THE PROBLEM – Your task is to repeat the entries word for word while leaving out the pictures.
DATA SECTION Block Start
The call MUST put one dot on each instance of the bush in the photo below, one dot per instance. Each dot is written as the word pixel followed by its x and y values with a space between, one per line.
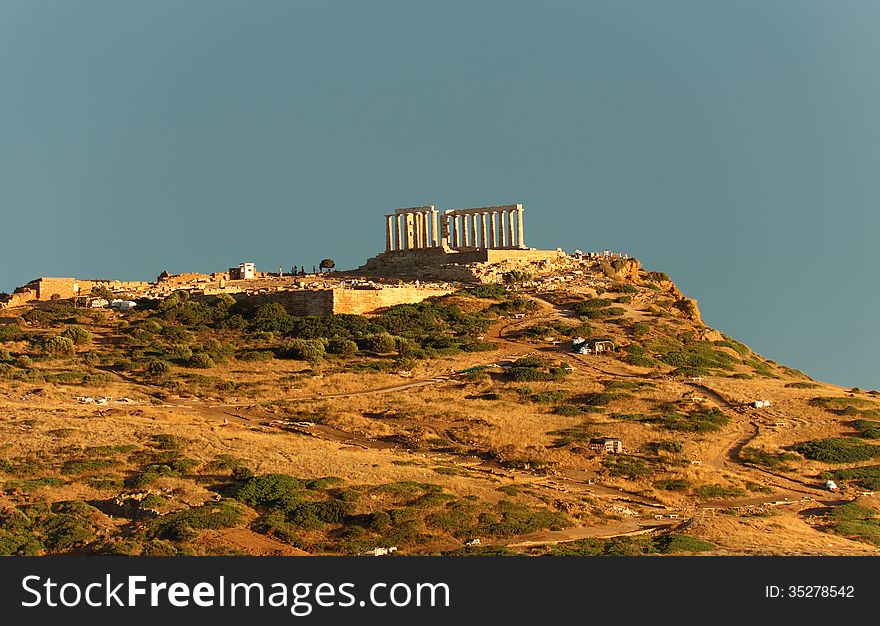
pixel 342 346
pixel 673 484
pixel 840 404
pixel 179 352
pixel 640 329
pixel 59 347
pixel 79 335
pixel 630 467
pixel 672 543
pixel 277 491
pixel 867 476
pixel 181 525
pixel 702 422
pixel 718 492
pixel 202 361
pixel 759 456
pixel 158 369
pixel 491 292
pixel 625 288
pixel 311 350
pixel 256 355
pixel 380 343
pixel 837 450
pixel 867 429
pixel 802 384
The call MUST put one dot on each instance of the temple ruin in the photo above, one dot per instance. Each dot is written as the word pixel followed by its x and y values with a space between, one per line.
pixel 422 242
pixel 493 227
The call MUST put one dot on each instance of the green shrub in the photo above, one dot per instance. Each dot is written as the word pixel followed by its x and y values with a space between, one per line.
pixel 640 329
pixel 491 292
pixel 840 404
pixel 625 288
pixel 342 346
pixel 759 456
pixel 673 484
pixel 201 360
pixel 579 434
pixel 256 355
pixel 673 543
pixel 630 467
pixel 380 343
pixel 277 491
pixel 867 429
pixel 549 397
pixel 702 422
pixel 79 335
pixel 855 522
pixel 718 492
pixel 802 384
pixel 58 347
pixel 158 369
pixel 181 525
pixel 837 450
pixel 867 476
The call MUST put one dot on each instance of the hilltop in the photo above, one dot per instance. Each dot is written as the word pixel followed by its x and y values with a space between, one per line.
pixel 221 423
DATA SECTION Block End
EXERCISE SOLUTION –
The call MUST put one dot on each instance of the bush in the photo below, one dot per instance. Each dot is written as the word pixel followed by its x and y values with a space between, one per line.
pixel 342 346
pixel 673 484
pixel 840 404
pixel 179 352
pixel 640 329
pixel 59 347
pixel 79 335
pixel 630 467
pixel 672 543
pixel 277 491
pixel 867 476
pixel 181 525
pixel 702 422
pixel 718 492
pixel 202 361
pixel 759 456
pixel 158 369
pixel 491 292
pixel 625 288
pixel 311 350
pixel 256 355
pixel 380 343
pixel 837 450
pixel 867 429
pixel 802 384
The call MUST put one dot on each instance of the temple ruin in the photo above, one dot per instance. Each dot is written as the word pixel followed by its x and y values with a space between, one per line.
pixel 422 242
pixel 493 227
The call MUST put one dot on each instance of the green shrub in the photo above, one dot per instance. Each dot is written as the word pixel followed by its x and y values with a space between, one per line.
pixel 640 329
pixel 491 292
pixel 840 404
pixel 625 288
pixel 342 346
pixel 759 456
pixel 673 484
pixel 201 360
pixel 579 434
pixel 256 355
pixel 673 543
pixel 630 467
pixel 380 343
pixel 277 491
pixel 867 429
pixel 549 397
pixel 702 422
pixel 79 335
pixel 855 522
pixel 718 492
pixel 802 384
pixel 58 347
pixel 158 369
pixel 181 525
pixel 837 450
pixel 867 476
The call MUST put one dot on each instance of the hilltop in the photo above, one dot per instance. Each dot is written as the word pixel followed by its x and y values with a space between, one per line.
pixel 221 423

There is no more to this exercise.